-- About this exercise --
In the biography of Abb Lowe Landis below, what newspaper did Landis own and edit while practicing law in Shelbyville, Tennessee?

American lawyer (1856–1927)

Abb Lowe Landis (Note: There is little evidence that he ever used his birth name, Absalom. An older brother, Absalom Melville Landis, died before he was born. His tombstone at Nashville's Mount Olivet Cemetery bears the name Abb Lowe Landis.) (August 9, 1856 – December 9, 1927) was an American lawyer, newspaper publisher, and actuary.

==Early life and education==
Absalom Lowe Landis Jr. was born in Bedford County, Tennessee, on August 9, 1856, to A. L. Landis (1823–1896), a plantation owner. After the outbreak of the American Civil War, his father served as a major in the Confederate States Army. Upon his return to Tennessee, he arranged for the construction a new family residence, Beech Hall, which is now on the U.S. National Register of Historic Places. His father later served a term in the Tennessee House of Representatives from 1877 to 1879 and a term in the Tennessee State Senate from 1879 to 1881.

One of eleven children, Abb Landis graduated from the University of Nashville in 1875. He then took additional courses at Vanderbilt University until 1876. Landis completed legal studies at Cumberland University's law school (now the Cumberland Law School at Samford University) in 1879, but did not receive a law degree.

==Career==
Landis practiced law for three years in Shelbyville, Tennessee, where he was also owner and editor of the Shelbyville Gazette from 1881 to 1882. In January 1883, he became an editor of the Nashville Banner. Landis soon became editor-in-chief and within six months acquired a controlling interest in the newspaper. After the Banner exposed Tennessee industrialist Arthur St. Clair Colyar's involvement in convict leasing, a bitter legal fight ensued and Landis sold the Banner in 1885.

Landis next moved to Florida, where he managed legal affairs for a New England company which owned three hundred thousand acres in the state. He contracted malaria in 1887 and was forced to move back north. In 1888, his father moved from Bedford County to Nashville, Tennessee to start a brokerage business which also performed real estate and railroad accident adjustment services. Abb Landis and two of his brothers joined the new firm.

Landis began working in fraternal insurance starting in 1889. He was elected a fellow of the Casualty Actuarial Society in 1915, and, five years later, was given an equivalent honor by the American Statistical Association. Landis died in Nashville on December 9, 1927.

==Personal==
Landis married Mary Alma Word on August 18, 1880. They had a son and a daughter.

-- Dataset extract --
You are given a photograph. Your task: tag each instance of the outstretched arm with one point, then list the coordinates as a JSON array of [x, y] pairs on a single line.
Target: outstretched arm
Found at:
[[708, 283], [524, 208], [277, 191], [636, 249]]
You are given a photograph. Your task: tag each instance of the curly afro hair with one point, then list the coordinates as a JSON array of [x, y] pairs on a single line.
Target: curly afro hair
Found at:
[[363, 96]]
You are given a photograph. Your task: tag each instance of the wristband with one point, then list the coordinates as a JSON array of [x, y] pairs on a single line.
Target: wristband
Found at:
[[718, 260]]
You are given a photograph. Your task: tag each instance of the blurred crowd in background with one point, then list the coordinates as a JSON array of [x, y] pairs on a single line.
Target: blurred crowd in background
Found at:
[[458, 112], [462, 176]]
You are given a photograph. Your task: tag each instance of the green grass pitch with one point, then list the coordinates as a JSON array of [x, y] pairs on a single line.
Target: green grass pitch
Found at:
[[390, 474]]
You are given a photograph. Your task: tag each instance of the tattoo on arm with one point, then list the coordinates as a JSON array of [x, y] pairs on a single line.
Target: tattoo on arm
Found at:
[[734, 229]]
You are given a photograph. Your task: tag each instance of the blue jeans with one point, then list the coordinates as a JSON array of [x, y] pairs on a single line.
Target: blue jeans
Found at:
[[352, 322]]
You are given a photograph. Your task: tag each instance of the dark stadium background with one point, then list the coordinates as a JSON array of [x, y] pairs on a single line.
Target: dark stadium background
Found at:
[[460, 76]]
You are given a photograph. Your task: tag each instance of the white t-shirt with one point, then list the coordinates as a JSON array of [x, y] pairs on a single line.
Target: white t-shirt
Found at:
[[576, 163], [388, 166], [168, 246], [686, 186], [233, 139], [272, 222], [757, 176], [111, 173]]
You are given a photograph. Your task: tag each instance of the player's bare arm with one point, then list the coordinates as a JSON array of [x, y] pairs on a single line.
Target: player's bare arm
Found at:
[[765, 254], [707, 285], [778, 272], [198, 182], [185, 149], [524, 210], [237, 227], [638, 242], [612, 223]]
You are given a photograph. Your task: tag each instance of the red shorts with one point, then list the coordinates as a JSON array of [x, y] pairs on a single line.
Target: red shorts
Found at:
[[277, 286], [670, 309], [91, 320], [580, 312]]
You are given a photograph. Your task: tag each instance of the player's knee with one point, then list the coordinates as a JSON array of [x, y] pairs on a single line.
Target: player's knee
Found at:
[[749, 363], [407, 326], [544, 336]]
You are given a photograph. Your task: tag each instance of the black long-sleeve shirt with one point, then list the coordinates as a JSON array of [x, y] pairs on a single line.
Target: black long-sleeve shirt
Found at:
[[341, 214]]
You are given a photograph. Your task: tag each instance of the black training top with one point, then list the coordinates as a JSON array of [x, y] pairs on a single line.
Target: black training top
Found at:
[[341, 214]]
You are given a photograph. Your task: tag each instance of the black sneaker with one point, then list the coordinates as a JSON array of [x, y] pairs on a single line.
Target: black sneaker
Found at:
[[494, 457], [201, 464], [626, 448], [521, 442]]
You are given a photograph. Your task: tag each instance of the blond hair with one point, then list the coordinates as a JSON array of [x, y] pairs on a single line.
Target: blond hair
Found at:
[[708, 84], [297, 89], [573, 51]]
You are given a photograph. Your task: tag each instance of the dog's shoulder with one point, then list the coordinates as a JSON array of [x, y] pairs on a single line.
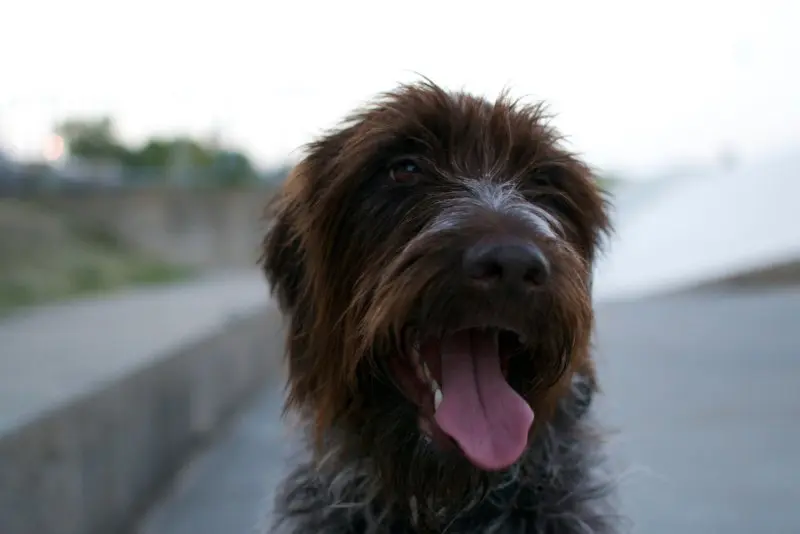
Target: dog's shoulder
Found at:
[[558, 487]]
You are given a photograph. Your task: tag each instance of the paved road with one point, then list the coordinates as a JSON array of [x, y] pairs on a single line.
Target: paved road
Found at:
[[703, 390]]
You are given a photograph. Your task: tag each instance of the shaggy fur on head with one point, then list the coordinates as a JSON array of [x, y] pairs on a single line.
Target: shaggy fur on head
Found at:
[[431, 234]]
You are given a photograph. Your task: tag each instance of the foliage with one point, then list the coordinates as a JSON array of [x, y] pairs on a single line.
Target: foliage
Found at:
[[188, 159]]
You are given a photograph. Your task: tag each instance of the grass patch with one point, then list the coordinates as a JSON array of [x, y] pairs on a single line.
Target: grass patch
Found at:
[[46, 257]]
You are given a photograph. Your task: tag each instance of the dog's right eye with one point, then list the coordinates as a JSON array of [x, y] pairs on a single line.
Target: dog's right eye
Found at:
[[405, 171]]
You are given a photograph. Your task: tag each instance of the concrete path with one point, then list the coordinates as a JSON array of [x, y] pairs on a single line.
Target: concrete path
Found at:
[[703, 390], [52, 354]]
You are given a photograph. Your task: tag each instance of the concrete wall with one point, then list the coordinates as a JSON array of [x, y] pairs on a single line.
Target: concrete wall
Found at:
[[210, 229], [92, 465]]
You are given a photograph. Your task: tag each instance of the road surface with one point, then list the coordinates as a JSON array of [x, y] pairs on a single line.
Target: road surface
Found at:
[[703, 389]]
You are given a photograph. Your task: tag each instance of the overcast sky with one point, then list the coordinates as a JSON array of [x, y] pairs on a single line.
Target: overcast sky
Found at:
[[635, 84]]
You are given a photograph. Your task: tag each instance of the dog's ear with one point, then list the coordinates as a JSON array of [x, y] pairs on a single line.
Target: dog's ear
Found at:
[[282, 257]]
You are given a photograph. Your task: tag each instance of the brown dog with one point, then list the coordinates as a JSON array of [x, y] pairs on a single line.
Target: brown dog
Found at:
[[434, 258]]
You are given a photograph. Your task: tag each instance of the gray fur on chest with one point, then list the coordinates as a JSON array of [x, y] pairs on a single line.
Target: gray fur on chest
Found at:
[[557, 488]]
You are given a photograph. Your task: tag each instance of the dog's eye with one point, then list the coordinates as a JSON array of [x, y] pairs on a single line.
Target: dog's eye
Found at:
[[405, 171]]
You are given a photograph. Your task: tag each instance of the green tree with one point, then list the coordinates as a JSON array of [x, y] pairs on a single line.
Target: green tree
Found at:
[[92, 139]]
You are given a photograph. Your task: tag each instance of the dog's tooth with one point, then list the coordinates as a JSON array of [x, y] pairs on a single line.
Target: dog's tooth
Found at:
[[429, 377], [415, 355]]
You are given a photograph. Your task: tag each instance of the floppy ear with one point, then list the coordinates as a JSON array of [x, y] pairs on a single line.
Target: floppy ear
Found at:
[[282, 258]]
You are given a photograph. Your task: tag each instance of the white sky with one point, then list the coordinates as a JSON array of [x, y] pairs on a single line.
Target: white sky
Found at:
[[636, 84]]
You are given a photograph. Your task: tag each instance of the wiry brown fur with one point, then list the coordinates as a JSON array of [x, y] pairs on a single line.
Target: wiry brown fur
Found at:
[[357, 261]]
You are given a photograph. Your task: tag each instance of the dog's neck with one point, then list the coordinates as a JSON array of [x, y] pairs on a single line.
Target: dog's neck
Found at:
[[554, 487]]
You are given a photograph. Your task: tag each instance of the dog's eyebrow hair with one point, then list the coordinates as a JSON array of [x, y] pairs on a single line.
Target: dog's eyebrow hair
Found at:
[[491, 251]]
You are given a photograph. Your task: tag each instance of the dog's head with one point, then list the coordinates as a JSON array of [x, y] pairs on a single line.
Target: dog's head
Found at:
[[434, 255]]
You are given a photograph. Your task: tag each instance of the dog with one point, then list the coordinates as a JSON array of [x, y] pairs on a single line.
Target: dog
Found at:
[[433, 257]]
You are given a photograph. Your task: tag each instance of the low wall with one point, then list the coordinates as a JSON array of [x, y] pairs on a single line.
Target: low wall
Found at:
[[91, 463], [206, 228]]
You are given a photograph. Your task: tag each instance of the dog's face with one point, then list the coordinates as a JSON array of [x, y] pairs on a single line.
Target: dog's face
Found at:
[[434, 256]]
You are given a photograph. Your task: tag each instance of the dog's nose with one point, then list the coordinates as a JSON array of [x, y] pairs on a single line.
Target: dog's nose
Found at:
[[509, 263]]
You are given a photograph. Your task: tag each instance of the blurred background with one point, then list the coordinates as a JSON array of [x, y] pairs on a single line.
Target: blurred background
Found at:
[[140, 375]]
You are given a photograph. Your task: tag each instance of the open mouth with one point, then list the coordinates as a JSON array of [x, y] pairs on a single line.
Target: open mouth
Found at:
[[459, 382]]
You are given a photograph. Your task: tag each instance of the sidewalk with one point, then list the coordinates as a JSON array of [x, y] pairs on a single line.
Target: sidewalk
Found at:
[[51, 354], [102, 400]]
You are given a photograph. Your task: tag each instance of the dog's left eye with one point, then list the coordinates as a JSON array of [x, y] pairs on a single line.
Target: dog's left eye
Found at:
[[405, 171]]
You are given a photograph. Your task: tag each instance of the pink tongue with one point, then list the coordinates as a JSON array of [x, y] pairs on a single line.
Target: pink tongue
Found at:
[[479, 410]]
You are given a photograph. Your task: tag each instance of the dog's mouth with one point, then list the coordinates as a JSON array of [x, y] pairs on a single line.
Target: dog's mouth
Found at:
[[459, 383]]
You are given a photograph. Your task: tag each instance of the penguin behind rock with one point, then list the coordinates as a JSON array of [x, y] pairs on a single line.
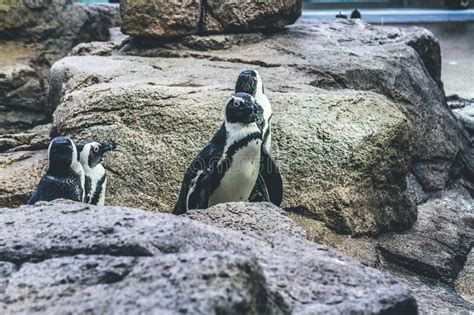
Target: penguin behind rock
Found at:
[[227, 168], [269, 186], [90, 157], [65, 175], [249, 81]]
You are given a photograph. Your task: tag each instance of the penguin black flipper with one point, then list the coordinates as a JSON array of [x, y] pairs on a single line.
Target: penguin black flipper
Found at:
[[50, 188], [273, 183], [198, 177]]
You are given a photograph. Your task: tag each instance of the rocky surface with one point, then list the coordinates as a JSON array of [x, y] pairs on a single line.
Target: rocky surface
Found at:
[[120, 97], [465, 280], [21, 88], [361, 132], [35, 34], [351, 54], [226, 16], [168, 19], [160, 18], [427, 258], [64, 257]]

-- Task answer --
The Shelbyville Gazette, from 1881 to 1882.